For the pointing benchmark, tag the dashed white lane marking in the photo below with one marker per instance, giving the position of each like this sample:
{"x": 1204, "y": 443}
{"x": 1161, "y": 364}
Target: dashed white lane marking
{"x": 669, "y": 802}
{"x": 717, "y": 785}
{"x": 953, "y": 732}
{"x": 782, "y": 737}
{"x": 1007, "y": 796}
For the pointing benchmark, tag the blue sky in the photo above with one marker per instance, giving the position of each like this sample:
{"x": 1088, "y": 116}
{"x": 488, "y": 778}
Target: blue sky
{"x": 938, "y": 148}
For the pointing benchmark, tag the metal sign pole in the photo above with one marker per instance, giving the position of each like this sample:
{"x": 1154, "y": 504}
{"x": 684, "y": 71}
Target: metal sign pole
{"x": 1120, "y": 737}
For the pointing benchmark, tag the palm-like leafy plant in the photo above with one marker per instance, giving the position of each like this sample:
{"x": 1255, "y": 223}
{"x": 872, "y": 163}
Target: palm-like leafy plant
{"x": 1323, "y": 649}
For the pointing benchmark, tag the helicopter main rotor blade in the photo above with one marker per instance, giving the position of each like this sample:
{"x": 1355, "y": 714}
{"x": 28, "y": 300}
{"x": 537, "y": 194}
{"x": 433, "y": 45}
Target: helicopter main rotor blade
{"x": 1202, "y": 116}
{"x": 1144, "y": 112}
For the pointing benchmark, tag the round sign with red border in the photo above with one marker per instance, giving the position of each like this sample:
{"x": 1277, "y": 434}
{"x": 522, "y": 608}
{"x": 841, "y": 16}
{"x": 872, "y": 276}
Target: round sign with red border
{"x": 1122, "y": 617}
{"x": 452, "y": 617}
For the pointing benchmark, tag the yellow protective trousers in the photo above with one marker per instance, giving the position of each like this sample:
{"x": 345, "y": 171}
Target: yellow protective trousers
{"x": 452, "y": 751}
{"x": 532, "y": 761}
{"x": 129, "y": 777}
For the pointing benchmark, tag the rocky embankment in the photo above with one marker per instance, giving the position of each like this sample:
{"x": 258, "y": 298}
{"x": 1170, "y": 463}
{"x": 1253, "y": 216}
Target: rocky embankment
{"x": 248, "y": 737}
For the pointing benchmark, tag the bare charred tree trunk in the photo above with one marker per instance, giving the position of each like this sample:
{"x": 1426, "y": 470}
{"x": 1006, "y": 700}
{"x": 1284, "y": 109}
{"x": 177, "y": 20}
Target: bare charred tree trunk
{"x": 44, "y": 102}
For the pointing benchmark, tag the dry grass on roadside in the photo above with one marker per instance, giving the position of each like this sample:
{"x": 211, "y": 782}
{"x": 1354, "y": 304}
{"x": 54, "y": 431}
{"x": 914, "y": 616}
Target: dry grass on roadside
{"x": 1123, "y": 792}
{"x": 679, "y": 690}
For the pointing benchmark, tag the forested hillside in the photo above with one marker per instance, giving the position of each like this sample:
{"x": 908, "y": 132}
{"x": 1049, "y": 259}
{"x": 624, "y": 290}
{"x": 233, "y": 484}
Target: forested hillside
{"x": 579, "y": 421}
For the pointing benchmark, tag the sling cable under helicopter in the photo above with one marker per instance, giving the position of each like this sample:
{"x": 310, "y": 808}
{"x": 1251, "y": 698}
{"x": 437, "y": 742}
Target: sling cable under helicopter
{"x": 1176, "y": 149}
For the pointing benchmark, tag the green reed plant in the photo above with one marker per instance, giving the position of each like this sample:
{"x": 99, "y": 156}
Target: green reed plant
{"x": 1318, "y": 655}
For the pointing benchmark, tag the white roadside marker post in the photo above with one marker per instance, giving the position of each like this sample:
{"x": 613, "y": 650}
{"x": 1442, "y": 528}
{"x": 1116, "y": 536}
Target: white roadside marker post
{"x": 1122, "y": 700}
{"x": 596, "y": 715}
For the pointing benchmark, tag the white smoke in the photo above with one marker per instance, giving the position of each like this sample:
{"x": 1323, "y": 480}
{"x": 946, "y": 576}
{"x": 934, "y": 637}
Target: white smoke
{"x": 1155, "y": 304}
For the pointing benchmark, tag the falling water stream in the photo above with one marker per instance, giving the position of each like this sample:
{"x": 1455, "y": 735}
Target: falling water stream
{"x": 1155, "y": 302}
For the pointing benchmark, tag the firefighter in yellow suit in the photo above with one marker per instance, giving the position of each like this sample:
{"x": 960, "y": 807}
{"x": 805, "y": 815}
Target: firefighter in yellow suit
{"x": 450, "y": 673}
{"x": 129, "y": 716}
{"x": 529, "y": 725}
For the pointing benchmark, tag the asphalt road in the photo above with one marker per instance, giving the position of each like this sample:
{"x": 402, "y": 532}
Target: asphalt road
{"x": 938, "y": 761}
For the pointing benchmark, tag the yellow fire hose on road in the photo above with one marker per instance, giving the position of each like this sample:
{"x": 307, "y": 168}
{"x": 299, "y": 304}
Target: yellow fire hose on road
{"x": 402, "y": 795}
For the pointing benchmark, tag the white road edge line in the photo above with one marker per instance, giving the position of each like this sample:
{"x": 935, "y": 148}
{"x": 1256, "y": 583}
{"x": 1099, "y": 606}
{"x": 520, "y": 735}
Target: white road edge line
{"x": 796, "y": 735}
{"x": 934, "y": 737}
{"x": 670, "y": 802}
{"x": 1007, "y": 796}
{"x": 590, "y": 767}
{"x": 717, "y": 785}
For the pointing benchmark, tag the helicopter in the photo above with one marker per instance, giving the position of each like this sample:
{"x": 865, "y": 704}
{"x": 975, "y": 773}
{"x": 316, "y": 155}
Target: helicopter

================================

Your task: Format the lines above as a Markdown table with the columns "No." and "Line". Put each line in its own row, numbered in order, and omit blank lines.

Result for this task:
| No. | Line |
|---|---|
| 1 | For the pointing benchmark, tag the dashed white lane marking in the photo below with one marker per instance, giving the position of each like this sample: |
| 2 | {"x": 1204, "y": 443} |
| 3 | {"x": 1161, "y": 364} |
| 4 | Target: dashed white lane marking |
| 5 | {"x": 669, "y": 802} |
| 6 | {"x": 717, "y": 785} |
| 7 | {"x": 953, "y": 732} |
| 8 | {"x": 782, "y": 737} |
| 9 | {"x": 1007, "y": 796} |
| 10 | For the pointing benchmark, tag the blue sky in the photo above with one marker per instance, giving the position of each like this sample: |
| 11 | {"x": 1088, "y": 116} |
| 12 | {"x": 488, "y": 778} |
| 13 | Target: blue sky |
| 14 | {"x": 938, "y": 148} |
| 15 | For the pointing benchmark, tag the metal sign pole in the photo above with one marker per instance, giving the position of each like this sample: |
| 16 | {"x": 1154, "y": 504} |
| 17 | {"x": 684, "y": 71} |
| 18 | Target: metal sign pole |
| 19 | {"x": 1120, "y": 737} |
| 20 | For the pointing benchmark, tag the palm-like leafy plant in the photo above with one marker per instance, giving the position of each like this sample: |
| 21 | {"x": 1255, "y": 223} |
| 22 | {"x": 872, "y": 163} |
| 23 | Target: palm-like leafy plant |
| 24 | {"x": 1323, "y": 649} |
| 25 | For the pointing benchmark, tag the helicopter main rotor blade in the photo above with one marker per instance, giving the position of each like this sample: |
| 26 | {"x": 1355, "y": 714} |
| 27 | {"x": 28, "y": 300} |
| 28 | {"x": 537, "y": 194} |
| 29 | {"x": 433, "y": 45} |
| 30 | Target: helicopter main rotor blade |
| 31 | {"x": 1202, "y": 116} |
| 32 | {"x": 1144, "y": 112} |
| 33 | For the pointing benchmark, tag the round sign with red border in the photo above with one marker per instance, giving the position of each like this sample: |
| 34 | {"x": 1277, "y": 434} |
| 35 | {"x": 522, "y": 608} |
| 36 | {"x": 841, "y": 16} |
| 37 | {"x": 872, "y": 276} |
| 38 | Target: round sign with red border |
| 39 | {"x": 1122, "y": 617} |
| 40 | {"x": 452, "y": 617} |
| 41 | For the pointing benchmark, tag the yellow protective trousers in the photo above with one marker per instance, giving the position of each like this sample: |
| 42 | {"x": 345, "y": 171} |
| 43 | Target: yellow protective trousers |
| 44 | {"x": 452, "y": 751} |
| 45 | {"x": 532, "y": 761} |
| 46 | {"x": 129, "y": 777} |
| 47 | For the pointing benchmark, tag the rocky embankment in the photo above with one marker per instance, giving the position of each like this sample: |
| 48 | {"x": 258, "y": 298} |
| 49 | {"x": 1170, "y": 463} |
| 50 | {"x": 1253, "y": 216} |
| 51 | Target: rocky embankment |
| 52 | {"x": 248, "y": 737} |
| 53 | For the pointing benchmark, tag the bare charred tree trunk in the photo above with one marker per instance, giving the position of each like this sample: |
| 54 | {"x": 1426, "y": 470} |
| 55 | {"x": 1006, "y": 700} |
| 56 | {"x": 1284, "y": 109} |
| 57 | {"x": 177, "y": 20} |
| 58 | Target: bare charred tree trunk |
| 59 | {"x": 44, "y": 102} |
| 60 | For the pointing benchmark, tag the dry grass on roadside in the photo above with one marker per instance, giving the position of each like this sample: |
| 61 | {"x": 211, "y": 782} |
| 62 | {"x": 1354, "y": 304} |
| 63 | {"x": 54, "y": 431} |
| 64 | {"x": 914, "y": 616} |
| 65 | Target: dry grass on roadside |
| 66 | {"x": 1123, "y": 792} |
| 67 | {"x": 679, "y": 690} |
| 68 | For the pointing benchmark, tag the forested hillside in the photo above with one marker per instance, giving the position of each like this sample: |
| 69 | {"x": 908, "y": 132} |
| 70 | {"x": 1049, "y": 259} |
| 71 | {"x": 624, "y": 290} |
| 72 | {"x": 233, "y": 484} |
| 73 | Target: forested hillside |
| 74 | {"x": 579, "y": 421} |
| 75 | For the pointing benchmark, tag the sling cable under helicopter in the photo above with one marker per instance, giving the position of each like this sample: |
| 76 | {"x": 310, "y": 808} |
| 77 | {"x": 1251, "y": 698} |
| 78 | {"x": 437, "y": 742} |
| 79 | Target: sling cable under helicopter |
| 80 | {"x": 1176, "y": 149} |
| 81 | For the pointing benchmark, tag the green reed plant in the photo above with one marker per instance, giving the position of each like this sample: |
| 82 | {"x": 99, "y": 156} |
| 83 | Target: green reed plant |
| 84 | {"x": 1318, "y": 655} |
| 85 | For the pointing benchmark, tag the white roadside marker post in the photo above with one marker per instance, giving the position of each like this sample: |
| 86 | {"x": 613, "y": 650} |
| 87 | {"x": 1442, "y": 528} |
| 88 | {"x": 1116, "y": 536} |
| 89 | Target: white roadside marker post |
| 90 | {"x": 1122, "y": 700} |
| 91 | {"x": 596, "y": 715} |
| 92 | For the pointing benchmark, tag the white smoke in the photo above with one marker per instance, giving the position of each like this sample: |
| 93 | {"x": 1323, "y": 480} |
| 94 | {"x": 946, "y": 576} |
| 95 | {"x": 934, "y": 637} |
| 96 | Target: white smoke |
| 97 | {"x": 1155, "y": 304} |
| 98 | For the pointing benchmark, tag the falling water stream in the photo above with one marker per instance, giving the position of each like this sample: |
| 99 | {"x": 1455, "y": 735} |
| 100 | Target: falling water stream |
| 101 | {"x": 1155, "y": 302} |
| 102 | For the pointing benchmark, tag the firefighter in yellow suit in the photo above with one marker per instance, giving the position of each like this sample: |
| 103 | {"x": 960, "y": 807} |
| 104 | {"x": 805, "y": 815} |
| 105 | Target: firefighter in yellow suit |
| 106 | {"x": 450, "y": 673} |
| 107 | {"x": 129, "y": 716} |
| 108 | {"x": 529, "y": 725} |
| 109 | For the pointing benchmark, tag the asphalt road in the photo above with one marker per instance, giving the position of each like this sample: |
| 110 | {"x": 402, "y": 532} |
| 111 | Target: asphalt road |
| 112 | {"x": 938, "y": 761} |
| 113 | For the pointing benchmark, tag the yellow fire hose on road in the photo above with one marker per instance, giving the position of each like this sample: |
| 114 | {"x": 307, "y": 168} |
| 115 | {"x": 299, "y": 304} |
| 116 | Target: yellow fire hose on road |
| 117 | {"x": 402, "y": 795} |
| 118 | For the pointing benchmark, tag the white road edge line in the photo above with one marker per instance, giving the position of each like this sample: |
| 119 | {"x": 935, "y": 148} |
| 120 | {"x": 1256, "y": 583} |
| 121 | {"x": 1099, "y": 606} |
| 122 | {"x": 520, "y": 735} |
| 123 | Target: white road edge line |
| 124 | {"x": 796, "y": 735} |
| 125 | {"x": 934, "y": 737} |
| 126 | {"x": 670, "y": 802} |
| 127 | {"x": 1007, "y": 796} |
| 128 | {"x": 590, "y": 767} |
| 129 | {"x": 717, "y": 785} |
| 130 | For the pointing benchmark, tag the helicopter in the photo above with one marker per instance, giving the position of each like this sample: |
| 131 | {"x": 865, "y": 704} |
| 132 | {"x": 975, "y": 773} |
| 133 | {"x": 316, "y": 155} |
| 134 | Target: helicopter |